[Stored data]

———

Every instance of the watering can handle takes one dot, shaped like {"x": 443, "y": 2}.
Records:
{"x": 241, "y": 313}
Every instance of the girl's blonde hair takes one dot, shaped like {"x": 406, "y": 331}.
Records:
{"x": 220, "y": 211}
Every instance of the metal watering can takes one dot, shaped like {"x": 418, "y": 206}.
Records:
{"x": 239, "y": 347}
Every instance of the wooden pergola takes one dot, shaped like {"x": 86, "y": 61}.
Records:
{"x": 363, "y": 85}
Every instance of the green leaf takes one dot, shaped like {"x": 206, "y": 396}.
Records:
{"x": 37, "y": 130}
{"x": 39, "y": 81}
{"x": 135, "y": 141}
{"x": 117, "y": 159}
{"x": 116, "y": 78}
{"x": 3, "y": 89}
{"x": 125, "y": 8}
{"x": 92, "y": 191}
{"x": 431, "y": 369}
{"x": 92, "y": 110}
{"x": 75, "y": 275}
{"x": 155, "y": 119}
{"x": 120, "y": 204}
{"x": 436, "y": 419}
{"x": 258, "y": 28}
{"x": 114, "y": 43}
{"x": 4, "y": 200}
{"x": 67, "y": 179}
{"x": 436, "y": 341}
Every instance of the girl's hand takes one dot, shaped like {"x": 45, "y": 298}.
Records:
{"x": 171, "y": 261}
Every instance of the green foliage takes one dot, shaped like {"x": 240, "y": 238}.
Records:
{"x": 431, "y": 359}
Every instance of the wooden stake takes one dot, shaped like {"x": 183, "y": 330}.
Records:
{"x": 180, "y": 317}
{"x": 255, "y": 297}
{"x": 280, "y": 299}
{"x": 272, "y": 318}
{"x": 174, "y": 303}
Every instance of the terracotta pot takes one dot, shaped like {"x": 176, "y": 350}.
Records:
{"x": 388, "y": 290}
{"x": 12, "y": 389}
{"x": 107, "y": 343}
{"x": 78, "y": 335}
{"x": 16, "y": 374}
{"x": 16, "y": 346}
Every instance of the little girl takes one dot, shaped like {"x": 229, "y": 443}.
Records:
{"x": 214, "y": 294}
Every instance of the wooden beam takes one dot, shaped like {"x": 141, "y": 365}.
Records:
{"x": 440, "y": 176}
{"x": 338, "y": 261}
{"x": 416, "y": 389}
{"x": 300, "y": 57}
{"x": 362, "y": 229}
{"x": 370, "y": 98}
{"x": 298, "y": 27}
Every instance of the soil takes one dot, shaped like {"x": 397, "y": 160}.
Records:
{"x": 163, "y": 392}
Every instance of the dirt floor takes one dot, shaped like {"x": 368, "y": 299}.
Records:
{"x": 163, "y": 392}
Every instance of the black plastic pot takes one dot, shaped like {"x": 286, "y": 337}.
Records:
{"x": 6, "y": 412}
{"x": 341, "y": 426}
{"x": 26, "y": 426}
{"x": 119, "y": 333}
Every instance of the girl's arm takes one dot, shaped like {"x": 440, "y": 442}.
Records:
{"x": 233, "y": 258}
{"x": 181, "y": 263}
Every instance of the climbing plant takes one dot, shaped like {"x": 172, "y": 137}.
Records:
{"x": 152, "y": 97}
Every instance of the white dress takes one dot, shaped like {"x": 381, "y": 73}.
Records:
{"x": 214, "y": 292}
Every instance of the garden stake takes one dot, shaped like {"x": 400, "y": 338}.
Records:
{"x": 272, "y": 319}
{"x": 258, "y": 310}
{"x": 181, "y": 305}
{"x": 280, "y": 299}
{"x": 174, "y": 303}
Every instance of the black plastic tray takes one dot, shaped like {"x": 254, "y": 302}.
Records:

———

**PROBLEM REQUIREMENTS:**
Write the data from above out again, exactly.

**ANSWER:**
Every instance of the watering can handle takes one dot, shaped like {"x": 443, "y": 2}.
Records:
{"x": 241, "y": 313}
Every instance of the girl's blonde hair takes one dot, shaped like {"x": 406, "y": 331}.
Records:
{"x": 220, "y": 211}
Every instance of the metal watering can takes one dot, shaped like {"x": 418, "y": 206}.
Records:
{"x": 239, "y": 347}
Every instance of the wooden pergola takes one dot, shaped like {"x": 86, "y": 61}.
Records:
{"x": 363, "y": 85}
Every instance of the green leaf takes one dot, shaped like {"x": 206, "y": 396}.
Records:
{"x": 37, "y": 130}
{"x": 39, "y": 81}
{"x": 135, "y": 141}
{"x": 117, "y": 159}
{"x": 116, "y": 78}
{"x": 3, "y": 89}
{"x": 125, "y": 8}
{"x": 92, "y": 191}
{"x": 431, "y": 369}
{"x": 92, "y": 110}
{"x": 75, "y": 275}
{"x": 155, "y": 119}
{"x": 120, "y": 204}
{"x": 436, "y": 419}
{"x": 258, "y": 28}
{"x": 114, "y": 43}
{"x": 4, "y": 200}
{"x": 67, "y": 179}
{"x": 436, "y": 341}
Every instance of the girl's hand takes one dot, shaped like {"x": 45, "y": 298}.
Records:
{"x": 171, "y": 261}
Every instance of the green foliage takes one dot, shaped like {"x": 240, "y": 238}.
Records:
{"x": 431, "y": 359}
Every instance of the wooden stake takes one dot, shaped like {"x": 183, "y": 330}.
Records:
{"x": 180, "y": 317}
{"x": 255, "y": 297}
{"x": 280, "y": 299}
{"x": 272, "y": 318}
{"x": 174, "y": 303}
Every instance of the terracotta pot takes one dot, shaped like {"x": 176, "y": 350}.
Records:
{"x": 388, "y": 290}
{"x": 12, "y": 389}
{"x": 107, "y": 343}
{"x": 78, "y": 335}
{"x": 16, "y": 374}
{"x": 16, "y": 346}
Every instance of the little girl takes one dot, shaped like {"x": 229, "y": 443}.
Records:
{"x": 214, "y": 294}
Every instance of the wooden beam takes one dot, shaped like {"x": 141, "y": 365}.
Records:
{"x": 440, "y": 176}
{"x": 338, "y": 261}
{"x": 416, "y": 389}
{"x": 300, "y": 57}
{"x": 362, "y": 229}
{"x": 370, "y": 98}
{"x": 298, "y": 27}
Every instance of the soil takes one dot, shaped like {"x": 397, "y": 160}.
Records:
{"x": 163, "y": 392}
Every instance of the dirt floor takes one dot, shaped like {"x": 368, "y": 299}.
Records:
{"x": 163, "y": 392}
Every instance of the black plastic pot takes one dot, shaped like {"x": 286, "y": 337}.
Records:
{"x": 6, "y": 412}
{"x": 341, "y": 426}
{"x": 26, "y": 426}
{"x": 119, "y": 333}
Every instance of the girl's arm takes one dot, shaped like {"x": 440, "y": 442}.
Records:
{"x": 233, "y": 258}
{"x": 181, "y": 263}
Every instance of the climbing plant takes one dot, shaped like {"x": 172, "y": 137}.
Records:
{"x": 152, "y": 97}
Every instance of the white dress takes one dot, shaped like {"x": 381, "y": 73}.
Records:
{"x": 214, "y": 292}
Every instance of the garden stake takes one dot, shaped like {"x": 400, "y": 338}.
Records:
{"x": 272, "y": 319}
{"x": 258, "y": 310}
{"x": 181, "y": 305}
{"x": 280, "y": 299}
{"x": 174, "y": 303}
Every instance of the black plastic tray takes one dot, shaped like {"x": 254, "y": 302}.
Records:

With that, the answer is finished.